(SOURCE EXTRACT):
++++++++++++++++++++
Work at SourceForge, help us to make it a better place! We have an immediate need for a Support Technician in our San Francisco or Denver office.

Close

#9 Bad thread dispersion under load...

closed
Steve Waldman
None
5
2005-03-24
2005-03-22
Peter Fassev
No

Hello,

I have written a very simple test, which starts a set of
threads (say 200), which concurrently try to get a
connection and execute a query, and than give the
connection back. Each thread is counting its iterations.
After a 2 minutes the treads are softly stopped (through
a global flag) and a summery is printed, when all of
them had really exited.

Actually I wanted to test the speed of different pools, but
I noticed, that there is bad dispersion, when too many
threads concurrently try to get a connection. If there are
for instance only 15 available connections and 200
threads (but it is the same with 100 only), only the first
30 threads was able to execute many iteration (between
100 and 150). The majority of the remaining threads
comes only to 2-3 iterations.

I am not sure, how the c3p0 is distributing the open
connections to the waiting threads, but I suppose it is
using the JVM random mechanism, wait/sleep and
notifyAll/interrupt on some lock. I suppose this, because
after I found some other issues (0.8.4.5 produces some
time a lock at the end of an application with Hibernate,
0.8.5.1 closes the prepared statements - thanks for the
quick fix in 0.8.5.2!) I had written a simple pool by
myself, which initially uses the wait/notifyAll method to
choose arbitrary one of the waiting threads. With the
first version I had the same bad dispertion - exactly the
first 30 threads was able to do some job (I suppose, 2 *
15 available connection because of the switch after
notify). I think, the so called "arbirtry" is
notification/sychronization of the JVM is not so good,
when choosing the next thread to enter a lock.
++++++++++++++++++++
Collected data
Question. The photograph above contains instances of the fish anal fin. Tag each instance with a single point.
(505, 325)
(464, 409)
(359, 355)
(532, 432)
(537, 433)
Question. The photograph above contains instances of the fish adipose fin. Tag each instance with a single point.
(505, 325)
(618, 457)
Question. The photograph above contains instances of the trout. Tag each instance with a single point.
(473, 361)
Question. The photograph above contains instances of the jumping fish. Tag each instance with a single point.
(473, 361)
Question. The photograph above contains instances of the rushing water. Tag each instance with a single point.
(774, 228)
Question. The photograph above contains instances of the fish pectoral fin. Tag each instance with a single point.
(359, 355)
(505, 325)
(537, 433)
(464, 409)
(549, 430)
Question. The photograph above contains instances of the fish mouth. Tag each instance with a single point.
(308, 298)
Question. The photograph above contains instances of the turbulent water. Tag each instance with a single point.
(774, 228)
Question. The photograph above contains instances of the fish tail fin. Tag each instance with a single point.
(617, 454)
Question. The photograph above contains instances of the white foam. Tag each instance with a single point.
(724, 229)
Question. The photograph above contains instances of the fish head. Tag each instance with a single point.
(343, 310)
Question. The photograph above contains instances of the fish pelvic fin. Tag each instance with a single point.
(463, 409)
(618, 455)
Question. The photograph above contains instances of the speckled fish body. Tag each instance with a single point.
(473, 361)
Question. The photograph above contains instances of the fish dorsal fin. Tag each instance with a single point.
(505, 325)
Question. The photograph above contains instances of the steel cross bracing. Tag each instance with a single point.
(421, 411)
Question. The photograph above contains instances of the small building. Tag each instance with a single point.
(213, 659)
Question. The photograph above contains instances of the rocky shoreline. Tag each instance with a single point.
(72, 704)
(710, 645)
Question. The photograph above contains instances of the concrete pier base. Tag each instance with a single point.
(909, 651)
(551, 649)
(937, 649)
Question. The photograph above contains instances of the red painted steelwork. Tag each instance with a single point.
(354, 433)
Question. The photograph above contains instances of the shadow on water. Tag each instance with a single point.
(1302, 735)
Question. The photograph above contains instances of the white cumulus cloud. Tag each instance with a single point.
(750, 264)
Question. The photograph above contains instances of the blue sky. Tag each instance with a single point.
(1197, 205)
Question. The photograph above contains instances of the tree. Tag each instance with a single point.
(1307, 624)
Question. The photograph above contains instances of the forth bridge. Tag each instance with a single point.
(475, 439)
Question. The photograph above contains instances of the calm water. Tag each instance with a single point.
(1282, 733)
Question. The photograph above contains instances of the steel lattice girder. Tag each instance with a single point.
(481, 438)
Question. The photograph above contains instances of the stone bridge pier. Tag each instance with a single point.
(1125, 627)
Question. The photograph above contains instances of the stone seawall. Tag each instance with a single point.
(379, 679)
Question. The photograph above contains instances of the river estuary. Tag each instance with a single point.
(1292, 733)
++++++++++++++++++++
(TASK 1):
Update the bug report on thread dispersion by reproducing the stretch from "I have written" through "had really exited.", with "global flag" replaced by "shared variable".
(TASK 2):
Recast the stretch of the listing from the line that contains "the fish dorsal" through the line that contains "(1302, 735)", both included, as a JSON list of strings with one string per line and blank lines omitted.

(FINISHED ANSWER 1):
I have written a very simple test, which starts a set of
threads (say 200), which concurrently try to get a
connection and execute a query, and than give the
connection back. Each thread is counting its iterations.
After a 2 minutes the treads are softly stopped (through
a shared variable) and a summery is printed, when all of
them had really exited.

(FINISHED ANSWER 2):
[
  "Question. The photograph above contains instances of the fish dorsal fin. Tag each instance with a single point.",
  "(505, 325)",
  "Question. The photograph above contains instances of the steel cross bracing. Tag each instance with a single point.",
  "(421, 411)",
  "Question. The photograph above contains instances of the small building. Tag each instance with a single point.",
  "(213, 659)",
  "Question. The photograph above contains instances of the rocky shoreline. Tag each instance with a single point.",
  "(72, 704)",
  "(710, 645)",
  "Question. The photograph above contains instances of the concrete pier base. Tag each instance with a single point.",
  "(909, 651)",
  "(551, 649)",
  "(937, 649)",
  "Question. The photograph above contains instances of the red painted steelwork. Tag each instance with a single point.",
  "(354, 433)",
  "Question. The photograph above contains instances of the shadow on water. Tag each instance with a single point.",
  "(1302, 735)"
]